**Task 1:**
Why, according to the degraded-pool write-up, wouldn't the server shut down cleanly when the author tried to reboot it? Answer in one to three sentences.
**Task 2:**
Retype the stretch of the degraded-pool write-up from "The message was" through "stayed powered on." with no changes.

TrueNAS Pool Degraded: The Case of the "Dead" Drive That Wasn't

Connect to server to find critical alert on my TrueNAS Scale server. My main photo backup pool was degraded, and a drive was completely missing from the configuration.

SELF HOSTINGFEATURED

1/19/20263 min read

I recently connected to my TrueNAS server to find a critical alert! My main photo backup pool was degraded, and a drive was completely missing from the configuration.

The message was terrifying, but it contained a glimmer of hope: "Sufficient replicas exist." My RAIDZ1 setup was doing its job, keeping my data accessible with one drive down. But I was now flying without a safety net. It was time to troubleshoot, and I feared the worst for my month-old 8TB WD Red Plus drive.

Phase 1: The "Zombie" Drive Boot Loop

My first instinct was to reboot the server, hoping it was just a transient glitch. That was a mistake. The server wouldn't shut down cleanly. The web interface died, but the machine stayed powered on.

Connecting a monitor revealed the issue. The operating system was hanging, waiting indefinitely for the missing drive to synchronize its cache before powering off. It was stuck in a loop, throwing I/O errors and timing out, unable to get a response from the problem disk.

With the keyboard unresponsive, I had to perform a hard reset by holding the power button for 10 seconds. I decided to try booting it back up with the drive still connected to see if I could get SMART data, fully prepared to force-kill it again if it hung. Fortunately, the "zombie" drive responded just enough to let the system boot.

**Entries provided:**
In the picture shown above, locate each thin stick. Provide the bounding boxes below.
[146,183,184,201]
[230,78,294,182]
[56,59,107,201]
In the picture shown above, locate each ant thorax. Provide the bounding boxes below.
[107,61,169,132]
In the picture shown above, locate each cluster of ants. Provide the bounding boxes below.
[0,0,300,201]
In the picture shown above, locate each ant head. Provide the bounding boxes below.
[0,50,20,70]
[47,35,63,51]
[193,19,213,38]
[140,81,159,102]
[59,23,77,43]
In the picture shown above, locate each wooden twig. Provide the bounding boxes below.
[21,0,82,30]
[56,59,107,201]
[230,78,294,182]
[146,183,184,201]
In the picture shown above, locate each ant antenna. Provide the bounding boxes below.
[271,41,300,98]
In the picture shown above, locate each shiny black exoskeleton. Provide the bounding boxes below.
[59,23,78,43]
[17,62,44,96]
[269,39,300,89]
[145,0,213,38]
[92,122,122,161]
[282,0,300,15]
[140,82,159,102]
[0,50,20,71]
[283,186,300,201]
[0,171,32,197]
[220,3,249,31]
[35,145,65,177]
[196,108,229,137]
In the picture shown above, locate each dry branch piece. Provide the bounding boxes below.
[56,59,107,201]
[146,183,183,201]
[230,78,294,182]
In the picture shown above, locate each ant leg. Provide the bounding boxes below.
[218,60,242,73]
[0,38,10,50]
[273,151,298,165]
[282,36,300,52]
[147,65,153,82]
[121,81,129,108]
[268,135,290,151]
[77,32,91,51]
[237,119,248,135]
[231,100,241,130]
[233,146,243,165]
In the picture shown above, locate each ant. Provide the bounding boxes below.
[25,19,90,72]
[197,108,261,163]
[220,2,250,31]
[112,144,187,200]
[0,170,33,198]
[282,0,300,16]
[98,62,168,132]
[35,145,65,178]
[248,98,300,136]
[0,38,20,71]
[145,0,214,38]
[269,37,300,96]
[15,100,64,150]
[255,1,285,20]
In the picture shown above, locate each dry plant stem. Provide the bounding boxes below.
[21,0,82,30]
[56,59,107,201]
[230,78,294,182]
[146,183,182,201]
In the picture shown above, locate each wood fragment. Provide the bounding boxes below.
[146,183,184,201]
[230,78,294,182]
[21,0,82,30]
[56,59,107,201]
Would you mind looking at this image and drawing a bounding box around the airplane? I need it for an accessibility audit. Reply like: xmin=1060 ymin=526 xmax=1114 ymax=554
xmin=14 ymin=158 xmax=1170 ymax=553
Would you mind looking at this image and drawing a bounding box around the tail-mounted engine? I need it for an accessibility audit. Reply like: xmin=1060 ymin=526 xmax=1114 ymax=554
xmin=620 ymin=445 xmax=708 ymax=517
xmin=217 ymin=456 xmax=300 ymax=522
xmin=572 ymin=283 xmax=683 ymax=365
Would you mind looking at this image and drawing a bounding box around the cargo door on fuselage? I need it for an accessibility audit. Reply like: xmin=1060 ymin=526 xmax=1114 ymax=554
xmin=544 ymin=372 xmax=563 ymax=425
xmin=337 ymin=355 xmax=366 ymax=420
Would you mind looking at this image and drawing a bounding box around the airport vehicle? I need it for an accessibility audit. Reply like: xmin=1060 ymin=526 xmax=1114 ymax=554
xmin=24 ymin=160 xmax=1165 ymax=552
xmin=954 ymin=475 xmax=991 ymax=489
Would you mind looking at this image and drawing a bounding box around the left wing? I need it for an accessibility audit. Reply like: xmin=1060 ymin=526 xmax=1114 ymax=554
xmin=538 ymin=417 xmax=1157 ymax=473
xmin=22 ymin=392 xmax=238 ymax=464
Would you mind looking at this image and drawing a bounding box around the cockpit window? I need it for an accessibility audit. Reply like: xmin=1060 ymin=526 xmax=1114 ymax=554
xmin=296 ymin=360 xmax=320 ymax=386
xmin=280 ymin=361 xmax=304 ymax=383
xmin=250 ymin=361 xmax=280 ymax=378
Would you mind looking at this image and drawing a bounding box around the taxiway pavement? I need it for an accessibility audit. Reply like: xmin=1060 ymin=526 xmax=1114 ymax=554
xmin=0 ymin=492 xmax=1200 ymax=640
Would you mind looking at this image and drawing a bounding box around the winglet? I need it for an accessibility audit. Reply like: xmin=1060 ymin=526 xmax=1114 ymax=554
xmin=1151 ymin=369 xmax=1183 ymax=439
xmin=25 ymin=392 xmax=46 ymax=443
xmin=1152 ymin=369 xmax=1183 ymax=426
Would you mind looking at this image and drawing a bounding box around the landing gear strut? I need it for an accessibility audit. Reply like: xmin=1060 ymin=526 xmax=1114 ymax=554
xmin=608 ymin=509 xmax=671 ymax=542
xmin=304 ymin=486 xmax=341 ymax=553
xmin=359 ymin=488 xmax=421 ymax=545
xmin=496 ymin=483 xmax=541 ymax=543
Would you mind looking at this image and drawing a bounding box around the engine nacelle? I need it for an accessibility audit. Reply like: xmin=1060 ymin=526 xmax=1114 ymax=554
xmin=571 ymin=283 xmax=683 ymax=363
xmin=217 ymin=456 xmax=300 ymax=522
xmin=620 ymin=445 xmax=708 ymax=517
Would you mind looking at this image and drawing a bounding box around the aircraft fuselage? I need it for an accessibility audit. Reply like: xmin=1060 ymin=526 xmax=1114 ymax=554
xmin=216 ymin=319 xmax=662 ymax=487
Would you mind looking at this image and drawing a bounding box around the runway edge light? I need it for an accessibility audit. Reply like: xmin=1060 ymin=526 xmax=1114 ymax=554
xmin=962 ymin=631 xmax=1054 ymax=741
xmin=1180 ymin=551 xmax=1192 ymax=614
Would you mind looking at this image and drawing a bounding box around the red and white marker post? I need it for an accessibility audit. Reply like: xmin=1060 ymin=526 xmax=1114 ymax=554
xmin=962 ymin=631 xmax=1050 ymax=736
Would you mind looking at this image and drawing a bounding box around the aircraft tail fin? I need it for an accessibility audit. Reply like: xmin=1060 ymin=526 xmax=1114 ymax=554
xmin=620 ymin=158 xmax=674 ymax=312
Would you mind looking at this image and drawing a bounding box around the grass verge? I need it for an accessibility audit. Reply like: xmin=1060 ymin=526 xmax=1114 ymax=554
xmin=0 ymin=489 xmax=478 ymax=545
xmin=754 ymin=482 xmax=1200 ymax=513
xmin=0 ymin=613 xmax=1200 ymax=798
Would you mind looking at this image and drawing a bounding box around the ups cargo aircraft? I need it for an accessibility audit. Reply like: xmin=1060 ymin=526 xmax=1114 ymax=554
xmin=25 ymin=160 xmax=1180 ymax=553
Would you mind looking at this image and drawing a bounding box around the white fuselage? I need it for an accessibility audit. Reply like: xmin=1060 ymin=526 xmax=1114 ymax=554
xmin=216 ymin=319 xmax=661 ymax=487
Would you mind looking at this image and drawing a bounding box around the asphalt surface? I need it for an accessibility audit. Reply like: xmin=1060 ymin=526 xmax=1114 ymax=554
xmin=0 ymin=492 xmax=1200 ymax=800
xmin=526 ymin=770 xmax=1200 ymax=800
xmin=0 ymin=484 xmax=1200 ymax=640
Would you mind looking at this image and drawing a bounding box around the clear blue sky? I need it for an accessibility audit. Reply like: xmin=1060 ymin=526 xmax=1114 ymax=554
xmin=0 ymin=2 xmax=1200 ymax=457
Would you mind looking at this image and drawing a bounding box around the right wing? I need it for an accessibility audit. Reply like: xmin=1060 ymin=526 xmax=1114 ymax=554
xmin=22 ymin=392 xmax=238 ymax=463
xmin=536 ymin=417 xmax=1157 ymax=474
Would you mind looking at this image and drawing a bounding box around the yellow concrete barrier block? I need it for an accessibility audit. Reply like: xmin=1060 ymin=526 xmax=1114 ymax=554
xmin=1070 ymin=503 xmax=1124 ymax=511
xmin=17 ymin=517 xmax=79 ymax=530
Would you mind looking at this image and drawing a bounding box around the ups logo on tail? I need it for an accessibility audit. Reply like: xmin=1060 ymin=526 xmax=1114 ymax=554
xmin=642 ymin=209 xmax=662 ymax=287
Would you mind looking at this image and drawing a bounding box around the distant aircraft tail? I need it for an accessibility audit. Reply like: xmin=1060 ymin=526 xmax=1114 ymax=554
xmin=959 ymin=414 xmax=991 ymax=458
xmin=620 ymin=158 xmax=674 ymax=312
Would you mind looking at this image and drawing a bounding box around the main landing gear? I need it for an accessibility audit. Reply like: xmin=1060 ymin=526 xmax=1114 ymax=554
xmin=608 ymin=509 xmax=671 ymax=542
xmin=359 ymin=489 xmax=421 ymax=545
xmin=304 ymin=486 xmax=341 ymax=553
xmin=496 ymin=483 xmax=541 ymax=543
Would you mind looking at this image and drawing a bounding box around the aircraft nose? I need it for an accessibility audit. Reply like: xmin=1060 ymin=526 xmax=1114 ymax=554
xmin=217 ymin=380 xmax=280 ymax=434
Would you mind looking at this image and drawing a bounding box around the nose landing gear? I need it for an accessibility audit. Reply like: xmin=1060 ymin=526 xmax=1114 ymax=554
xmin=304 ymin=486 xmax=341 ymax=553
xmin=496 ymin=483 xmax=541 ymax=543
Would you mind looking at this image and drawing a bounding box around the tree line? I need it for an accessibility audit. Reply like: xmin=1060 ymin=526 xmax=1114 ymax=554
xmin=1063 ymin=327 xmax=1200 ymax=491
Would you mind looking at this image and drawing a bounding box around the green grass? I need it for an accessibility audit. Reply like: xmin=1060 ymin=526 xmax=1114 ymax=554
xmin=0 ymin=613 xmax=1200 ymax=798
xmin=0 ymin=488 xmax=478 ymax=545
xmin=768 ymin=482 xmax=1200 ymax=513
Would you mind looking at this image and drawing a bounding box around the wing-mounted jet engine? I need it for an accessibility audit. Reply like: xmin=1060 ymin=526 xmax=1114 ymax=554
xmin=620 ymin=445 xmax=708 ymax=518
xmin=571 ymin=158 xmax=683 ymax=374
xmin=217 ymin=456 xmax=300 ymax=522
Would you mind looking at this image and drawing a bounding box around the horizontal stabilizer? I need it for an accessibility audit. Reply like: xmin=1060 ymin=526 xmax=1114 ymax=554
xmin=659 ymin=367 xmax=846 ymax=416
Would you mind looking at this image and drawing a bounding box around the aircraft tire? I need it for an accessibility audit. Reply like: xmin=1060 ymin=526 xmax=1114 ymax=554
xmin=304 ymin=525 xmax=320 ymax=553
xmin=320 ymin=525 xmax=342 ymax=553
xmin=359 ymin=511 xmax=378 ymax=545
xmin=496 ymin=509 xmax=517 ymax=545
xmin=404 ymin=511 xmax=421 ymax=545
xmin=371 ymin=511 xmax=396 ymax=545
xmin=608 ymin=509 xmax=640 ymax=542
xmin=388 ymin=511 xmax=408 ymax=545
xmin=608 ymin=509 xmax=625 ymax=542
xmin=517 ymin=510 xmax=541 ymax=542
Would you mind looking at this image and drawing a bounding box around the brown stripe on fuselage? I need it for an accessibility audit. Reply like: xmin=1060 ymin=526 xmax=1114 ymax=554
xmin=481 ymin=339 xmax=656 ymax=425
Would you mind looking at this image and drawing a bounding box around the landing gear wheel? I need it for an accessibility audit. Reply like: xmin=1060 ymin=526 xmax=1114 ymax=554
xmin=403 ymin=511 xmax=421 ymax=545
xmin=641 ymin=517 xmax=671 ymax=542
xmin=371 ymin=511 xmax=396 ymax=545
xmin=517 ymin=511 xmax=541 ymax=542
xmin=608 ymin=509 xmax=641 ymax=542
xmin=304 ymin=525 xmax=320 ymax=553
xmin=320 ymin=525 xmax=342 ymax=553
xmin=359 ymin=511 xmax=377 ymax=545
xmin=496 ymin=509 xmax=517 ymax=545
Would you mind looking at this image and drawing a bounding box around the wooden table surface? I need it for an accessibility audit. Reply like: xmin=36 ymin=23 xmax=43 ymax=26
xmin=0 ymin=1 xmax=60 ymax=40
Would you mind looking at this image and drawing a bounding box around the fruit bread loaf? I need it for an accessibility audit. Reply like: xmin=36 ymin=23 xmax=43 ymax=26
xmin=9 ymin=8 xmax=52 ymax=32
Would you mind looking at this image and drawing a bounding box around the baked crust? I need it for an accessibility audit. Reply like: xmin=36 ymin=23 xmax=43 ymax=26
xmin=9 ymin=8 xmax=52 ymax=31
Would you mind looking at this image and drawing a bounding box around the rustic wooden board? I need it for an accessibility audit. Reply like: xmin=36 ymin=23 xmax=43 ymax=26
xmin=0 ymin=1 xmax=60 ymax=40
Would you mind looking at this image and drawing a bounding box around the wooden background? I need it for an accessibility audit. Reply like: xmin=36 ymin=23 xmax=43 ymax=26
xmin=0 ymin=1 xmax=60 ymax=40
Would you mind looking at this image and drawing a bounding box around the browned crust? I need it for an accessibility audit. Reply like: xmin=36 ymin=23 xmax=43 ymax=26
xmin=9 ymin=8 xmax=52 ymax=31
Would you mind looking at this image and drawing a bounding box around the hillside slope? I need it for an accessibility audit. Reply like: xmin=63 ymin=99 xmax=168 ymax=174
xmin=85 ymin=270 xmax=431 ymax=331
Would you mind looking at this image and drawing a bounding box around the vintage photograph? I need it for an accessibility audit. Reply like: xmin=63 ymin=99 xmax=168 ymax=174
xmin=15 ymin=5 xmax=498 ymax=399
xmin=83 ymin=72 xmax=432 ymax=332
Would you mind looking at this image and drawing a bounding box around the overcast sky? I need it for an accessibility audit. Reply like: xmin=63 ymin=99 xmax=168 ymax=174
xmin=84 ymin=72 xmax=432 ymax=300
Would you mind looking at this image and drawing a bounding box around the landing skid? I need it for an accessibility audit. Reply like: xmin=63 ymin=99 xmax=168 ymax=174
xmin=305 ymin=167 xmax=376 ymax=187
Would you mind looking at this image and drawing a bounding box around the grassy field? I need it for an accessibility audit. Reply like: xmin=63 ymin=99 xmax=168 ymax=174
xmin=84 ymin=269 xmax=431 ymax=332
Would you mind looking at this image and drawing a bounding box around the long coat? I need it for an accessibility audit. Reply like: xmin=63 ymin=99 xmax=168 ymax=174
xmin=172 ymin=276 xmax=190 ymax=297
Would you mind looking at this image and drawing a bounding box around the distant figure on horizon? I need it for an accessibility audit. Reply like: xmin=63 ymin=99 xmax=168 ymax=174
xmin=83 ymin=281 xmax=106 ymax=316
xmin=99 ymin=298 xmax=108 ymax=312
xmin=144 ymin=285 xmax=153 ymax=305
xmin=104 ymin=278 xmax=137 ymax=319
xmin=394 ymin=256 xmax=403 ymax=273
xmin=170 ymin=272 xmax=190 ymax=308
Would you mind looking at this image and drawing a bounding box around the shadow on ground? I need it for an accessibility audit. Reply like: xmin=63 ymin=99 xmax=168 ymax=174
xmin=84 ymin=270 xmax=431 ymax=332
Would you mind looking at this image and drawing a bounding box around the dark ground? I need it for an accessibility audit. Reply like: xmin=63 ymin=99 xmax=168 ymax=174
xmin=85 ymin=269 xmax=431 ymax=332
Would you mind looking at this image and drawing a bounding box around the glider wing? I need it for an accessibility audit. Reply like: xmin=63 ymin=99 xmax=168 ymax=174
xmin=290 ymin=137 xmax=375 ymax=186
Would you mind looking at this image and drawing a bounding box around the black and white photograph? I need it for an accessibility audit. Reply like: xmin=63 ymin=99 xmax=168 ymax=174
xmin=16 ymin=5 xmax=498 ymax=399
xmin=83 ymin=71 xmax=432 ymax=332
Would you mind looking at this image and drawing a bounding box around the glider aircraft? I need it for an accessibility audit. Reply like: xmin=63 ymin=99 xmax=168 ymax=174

**Correct output 1:**
The operating system was hanging while it waited indefinitely for the missing drive to synchronize its cache before powering off. It was stuck in a loop of I/O errors and timeouts because it couldn't get a response from the problem disk.

**Correct output 2:**
The message was terrifying, but it contained a glimmer of hope: "Sufficient replicas exist." My RAIDZ1 setup was doing its job, keeping my data accessible with one drive down. But I was now flying without a safety net. It was time to troubleshoot, and I feared the worst for my month-old 8TB WD Red Plus drive.

Phase 1: The "Zombie" Drive Boot Loop

My first instinct was to reboot the server, hoping it was just a transient glitch. That was a mistake. The server wouldn't shut down cleanly. The web interface died, but the machine stayed powered on.